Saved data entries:
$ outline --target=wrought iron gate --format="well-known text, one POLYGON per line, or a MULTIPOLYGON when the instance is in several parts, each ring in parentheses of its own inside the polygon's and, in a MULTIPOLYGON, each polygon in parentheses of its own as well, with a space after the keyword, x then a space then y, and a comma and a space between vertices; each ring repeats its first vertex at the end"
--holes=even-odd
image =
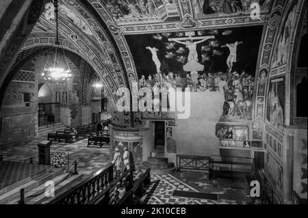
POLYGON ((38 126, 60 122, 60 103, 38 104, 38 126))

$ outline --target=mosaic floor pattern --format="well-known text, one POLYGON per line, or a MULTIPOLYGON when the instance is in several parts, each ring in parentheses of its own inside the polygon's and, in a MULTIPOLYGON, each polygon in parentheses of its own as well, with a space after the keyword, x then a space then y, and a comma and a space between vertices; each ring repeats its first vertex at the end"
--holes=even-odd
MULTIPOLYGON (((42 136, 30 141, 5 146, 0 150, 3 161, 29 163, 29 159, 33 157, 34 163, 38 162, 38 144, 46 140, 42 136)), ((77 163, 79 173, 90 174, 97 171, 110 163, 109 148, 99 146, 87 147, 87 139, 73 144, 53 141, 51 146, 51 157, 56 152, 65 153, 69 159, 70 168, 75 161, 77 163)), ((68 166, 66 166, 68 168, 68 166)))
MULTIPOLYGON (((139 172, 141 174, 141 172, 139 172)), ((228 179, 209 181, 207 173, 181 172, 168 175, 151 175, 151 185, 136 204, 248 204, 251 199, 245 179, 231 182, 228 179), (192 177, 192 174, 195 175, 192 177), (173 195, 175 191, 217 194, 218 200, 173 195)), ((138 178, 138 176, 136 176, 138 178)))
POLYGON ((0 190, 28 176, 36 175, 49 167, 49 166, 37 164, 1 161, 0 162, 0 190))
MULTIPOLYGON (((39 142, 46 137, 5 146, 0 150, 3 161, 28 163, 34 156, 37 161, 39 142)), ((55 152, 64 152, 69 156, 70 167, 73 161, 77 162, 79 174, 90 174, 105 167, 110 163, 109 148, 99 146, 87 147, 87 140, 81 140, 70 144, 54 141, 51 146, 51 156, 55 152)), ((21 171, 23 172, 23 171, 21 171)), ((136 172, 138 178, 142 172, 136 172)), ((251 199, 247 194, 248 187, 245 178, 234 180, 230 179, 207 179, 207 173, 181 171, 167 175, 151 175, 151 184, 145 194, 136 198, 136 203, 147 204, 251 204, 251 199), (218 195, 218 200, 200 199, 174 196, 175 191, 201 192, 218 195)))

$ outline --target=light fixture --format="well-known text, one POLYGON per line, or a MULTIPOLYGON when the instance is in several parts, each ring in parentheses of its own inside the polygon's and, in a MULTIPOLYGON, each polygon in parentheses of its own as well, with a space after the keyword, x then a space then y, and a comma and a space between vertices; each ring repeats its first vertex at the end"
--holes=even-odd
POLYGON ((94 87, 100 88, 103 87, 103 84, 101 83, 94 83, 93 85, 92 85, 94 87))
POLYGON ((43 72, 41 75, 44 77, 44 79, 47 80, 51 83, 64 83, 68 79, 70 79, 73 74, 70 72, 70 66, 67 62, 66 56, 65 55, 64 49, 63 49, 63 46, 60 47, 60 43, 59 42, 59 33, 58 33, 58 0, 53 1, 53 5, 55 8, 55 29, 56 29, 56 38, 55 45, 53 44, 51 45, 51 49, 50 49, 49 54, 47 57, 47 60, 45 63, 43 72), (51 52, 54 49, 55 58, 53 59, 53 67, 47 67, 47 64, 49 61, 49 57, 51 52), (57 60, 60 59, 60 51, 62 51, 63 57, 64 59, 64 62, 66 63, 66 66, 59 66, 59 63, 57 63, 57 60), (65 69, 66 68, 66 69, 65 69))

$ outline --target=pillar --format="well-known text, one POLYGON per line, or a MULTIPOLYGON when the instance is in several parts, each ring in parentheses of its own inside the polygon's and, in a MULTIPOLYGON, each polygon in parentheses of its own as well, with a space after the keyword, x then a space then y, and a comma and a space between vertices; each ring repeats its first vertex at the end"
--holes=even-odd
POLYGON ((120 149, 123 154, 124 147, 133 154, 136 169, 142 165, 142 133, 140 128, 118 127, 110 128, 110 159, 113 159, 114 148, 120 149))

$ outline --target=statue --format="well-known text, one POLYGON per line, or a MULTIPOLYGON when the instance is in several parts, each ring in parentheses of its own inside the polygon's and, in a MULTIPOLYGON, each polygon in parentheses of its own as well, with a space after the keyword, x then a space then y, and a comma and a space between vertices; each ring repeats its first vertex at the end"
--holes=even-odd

Do this: Output every line of the saved data entries as a JSON list of strings, one string per line, with blank lines dropped and the pictures left out.

Finished exercise:
[
  "$ outline --target=wrought iron gate --format=\"well-known text, one POLYGON per line, or a MULTIPOLYGON when the instance is in several parts, each ring in parentheses of its own inside the polygon's and, in a MULTIPOLYGON, each polygon in parentheses of its own as well, with a space after the keyword, x then a space then y, and a comma and a space between vertices; each ring repeats its first vertex at the end\"",
  "--holes=even-odd",
  "image =",
  "POLYGON ((38 126, 60 122, 60 103, 38 104, 38 126))",
  "$ outline --target=mosaic floor pattern --format=\"well-known text, one POLYGON per line, or a MULTIPOLYGON when the instance is in several parts, each ring in parentheses of its own inside the polygon's and, in a MULTIPOLYGON, each polygon in parentheses of its own as well, with a space after the keyword, x then a space then y, and a comma and a space between vertices; each ring repeats its first vertex at the end\"",
  "--holes=even-odd",
  "MULTIPOLYGON (((42 136, 30 141, 5 146, 0 150, 3 161, 29 163, 29 159, 33 157, 34 163, 38 162, 38 144, 46 140, 42 136)), ((77 163, 79 173, 90 174, 97 171, 110 163, 109 148, 99 146, 87 147, 87 139, 73 144, 53 141, 51 146, 51 157, 56 152, 65 153, 69 159, 70 168, 75 161, 77 163)), ((68 166, 66 166, 68 168, 68 166)))",
  "MULTIPOLYGON (((139 172, 141 174, 141 172, 139 172)), ((228 179, 209 181, 207 173, 181 172, 168 175, 151 175, 151 185, 136 204, 248 204, 251 199, 245 179, 231 182, 228 179), (192 177, 192 174, 195 175, 192 177), (173 195, 175 191, 217 194, 218 200, 173 195)), ((138 178, 138 176, 136 176, 138 178)))",
  "POLYGON ((0 190, 28 176, 36 175, 49 167, 49 166, 37 164, 1 161, 0 162, 0 190))",
  "MULTIPOLYGON (((39 142, 46 137, 5 146, 0 150, 3 161, 28 163, 34 156, 37 161, 39 142)), ((55 152, 64 152, 69 156, 70 167, 73 161, 77 162, 79 174, 90 174, 105 167, 110 163, 109 148, 99 146, 87 147, 87 140, 81 140, 70 144, 54 141, 51 146, 51 156, 55 152)), ((21 171, 23 172, 23 171, 21 171)), ((136 172, 138 178, 142 172, 136 172)), ((251 199, 247 194, 248 187, 245 178, 234 180, 230 179, 207 179, 207 173, 181 171, 167 175, 151 175, 151 184, 145 194, 136 198, 136 203, 147 204, 251 204, 251 199), (218 195, 218 200, 200 199, 174 196, 175 191, 201 192, 218 195)))",
  "$ outline --target=light fixture --format=\"well-known text, one POLYGON per line, or a MULTIPOLYGON when the instance is in several parts, each ring in parentheses of its own inside the polygon's and, in a MULTIPOLYGON, each polygon in parentheses of its own as well, with a space after the keyword, x then a space then y, and a comma and a space between vertices; each ring repeats its first vertex at the end\"",
  "--holes=even-odd",
  "POLYGON ((94 87, 100 88, 103 87, 103 84, 101 83, 94 83, 93 85, 92 85, 94 87))",
  "POLYGON ((43 72, 41 75, 44 77, 44 79, 47 80, 51 83, 64 83, 68 79, 70 79, 73 74, 70 72, 70 66, 67 62, 66 56, 65 55, 64 49, 63 49, 63 46, 60 47, 60 43, 59 42, 59 33, 58 33, 58 0, 53 1, 53 5, 55 8, 55 29, 56 29, 56 38, 55 45, 53 44, 51 45, 51 49, 50 49, 49 54, 47 57, 47 60, 45 63, 43 72), (51 52, 54 49, 55 58, 53 59, 53 67, 47 67, 47 64, 49 61, 49 57, 51 52), (57 60, 60 59, 60 51, 62 51, 63 57, 64 59, 64 62, 66 63, 66 66, 59 66, 59 63, 57 63, 57 60), (65 69, 66 68, 66 69, 65 69))",
  "$ outline --target=pillar --format=\"well-known text, one POLYGON per line, or a MULTIPOLYGON when the instance is in several parts, each ring in parentheses of its own inside the polygon's and, in a MULTIPOLYGON, each polygon in parentheses of its own as well, with a space after the keyword, x then a space then y, and a comma and a space between vertices; each ring repeats its first vertex at the end\"",
  "--holes=even-odd",
  "POLYGON ((120 149, 123 154, 124 147, 133 154, 136 169, 142 165, 142 133, 140 128, 118 127, 110 128, 110 159, 113 159, 114 148, 120 149))",
  "$ outline --target=statue --format=\"well-known text, one POLYGON per line, or a MULTIPOLYGON when the instance is in several parts, each ring in parentheses of its own inside the polygon's and, in a MULTIPOLYGON, each polygon in parentheses of its own as well, with a space after the keyword, x then a space then y, and a comma and a space between vertices; each ring repeats its first vertex at the end\"",
  "--holes=even-odd"
]